**Excerpted passage**

::::::

Dr Margaret Roach 'Killie' Campbell (1881- 1965) was a South African collector of Africana. Her collection was bequeathed to the University of Natal and is now the Killie Campbell Africana Library.  Campbell was the second daughter of Natal politician and sugar magnate, Sir Marshall Campbell.

Education
She was educated at St. Anne's Diocesan College in Hilton, KwaZulu-Natal and at St. Leonard's School in Scotland.

Work 
In 1939 Killie stated that, "My Africana collection comprises chiefly old travel books, books on history, biographies, and reminiscences." When describing her Africana collection in an article published in Africana notes and news in September 1945 she wrote, "This Library has approximately 20,000 books, and I have specialized chiefly in history and Bantu life."

::::::

**What to do**
List the kinds of books that, according to Campbell's 1939 statement in the passage on Killie Campbell, chiefly made up her Africana collection. The records that follow come from a separate source unrelated to this passage on Killie Campbell.

**Record extracts**
::::::

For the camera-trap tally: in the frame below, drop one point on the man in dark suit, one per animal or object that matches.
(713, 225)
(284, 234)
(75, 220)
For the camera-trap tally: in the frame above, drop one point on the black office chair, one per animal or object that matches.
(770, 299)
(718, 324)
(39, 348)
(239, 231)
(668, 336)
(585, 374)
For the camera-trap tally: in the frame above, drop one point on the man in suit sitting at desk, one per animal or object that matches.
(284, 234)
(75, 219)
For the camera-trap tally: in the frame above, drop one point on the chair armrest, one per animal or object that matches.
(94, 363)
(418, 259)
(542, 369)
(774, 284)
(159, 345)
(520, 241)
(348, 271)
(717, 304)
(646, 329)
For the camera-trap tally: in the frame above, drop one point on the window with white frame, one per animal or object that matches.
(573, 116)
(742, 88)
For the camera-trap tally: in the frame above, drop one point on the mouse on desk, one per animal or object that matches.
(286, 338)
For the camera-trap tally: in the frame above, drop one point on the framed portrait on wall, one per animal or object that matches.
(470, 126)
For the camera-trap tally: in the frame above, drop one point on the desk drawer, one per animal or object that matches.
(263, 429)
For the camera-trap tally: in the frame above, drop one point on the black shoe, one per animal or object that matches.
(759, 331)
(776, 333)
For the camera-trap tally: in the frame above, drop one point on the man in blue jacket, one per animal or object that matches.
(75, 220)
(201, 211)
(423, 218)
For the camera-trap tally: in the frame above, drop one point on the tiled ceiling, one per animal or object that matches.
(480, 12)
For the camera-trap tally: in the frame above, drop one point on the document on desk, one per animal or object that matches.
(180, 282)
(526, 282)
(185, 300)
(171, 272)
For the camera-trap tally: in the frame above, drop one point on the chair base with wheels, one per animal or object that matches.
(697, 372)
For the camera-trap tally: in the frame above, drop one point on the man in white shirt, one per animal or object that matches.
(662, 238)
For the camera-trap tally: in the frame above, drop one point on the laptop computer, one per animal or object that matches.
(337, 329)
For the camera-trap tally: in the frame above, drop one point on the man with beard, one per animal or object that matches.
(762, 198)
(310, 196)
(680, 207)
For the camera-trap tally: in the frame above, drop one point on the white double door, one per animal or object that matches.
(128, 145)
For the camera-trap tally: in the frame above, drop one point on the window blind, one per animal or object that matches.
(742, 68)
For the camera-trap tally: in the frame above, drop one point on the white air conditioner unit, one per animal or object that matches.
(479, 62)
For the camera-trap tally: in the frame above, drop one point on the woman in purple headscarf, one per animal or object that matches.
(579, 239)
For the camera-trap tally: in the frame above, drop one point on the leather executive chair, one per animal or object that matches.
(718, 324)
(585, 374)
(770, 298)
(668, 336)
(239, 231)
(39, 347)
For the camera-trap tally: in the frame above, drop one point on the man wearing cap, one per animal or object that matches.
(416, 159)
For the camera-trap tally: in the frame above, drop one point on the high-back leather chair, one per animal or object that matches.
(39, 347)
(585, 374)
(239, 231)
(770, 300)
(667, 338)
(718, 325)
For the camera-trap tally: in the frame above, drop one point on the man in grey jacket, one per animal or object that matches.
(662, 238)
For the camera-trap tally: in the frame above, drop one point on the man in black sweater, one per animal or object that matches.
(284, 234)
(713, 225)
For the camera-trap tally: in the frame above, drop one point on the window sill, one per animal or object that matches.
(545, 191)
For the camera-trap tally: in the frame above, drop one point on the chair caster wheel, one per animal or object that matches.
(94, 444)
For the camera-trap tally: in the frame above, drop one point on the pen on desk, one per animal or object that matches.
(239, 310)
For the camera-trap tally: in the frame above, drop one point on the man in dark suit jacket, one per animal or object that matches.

::::::

**Correct answer**
- Old travel books
- Books on history
- Biographies
- Reminiscences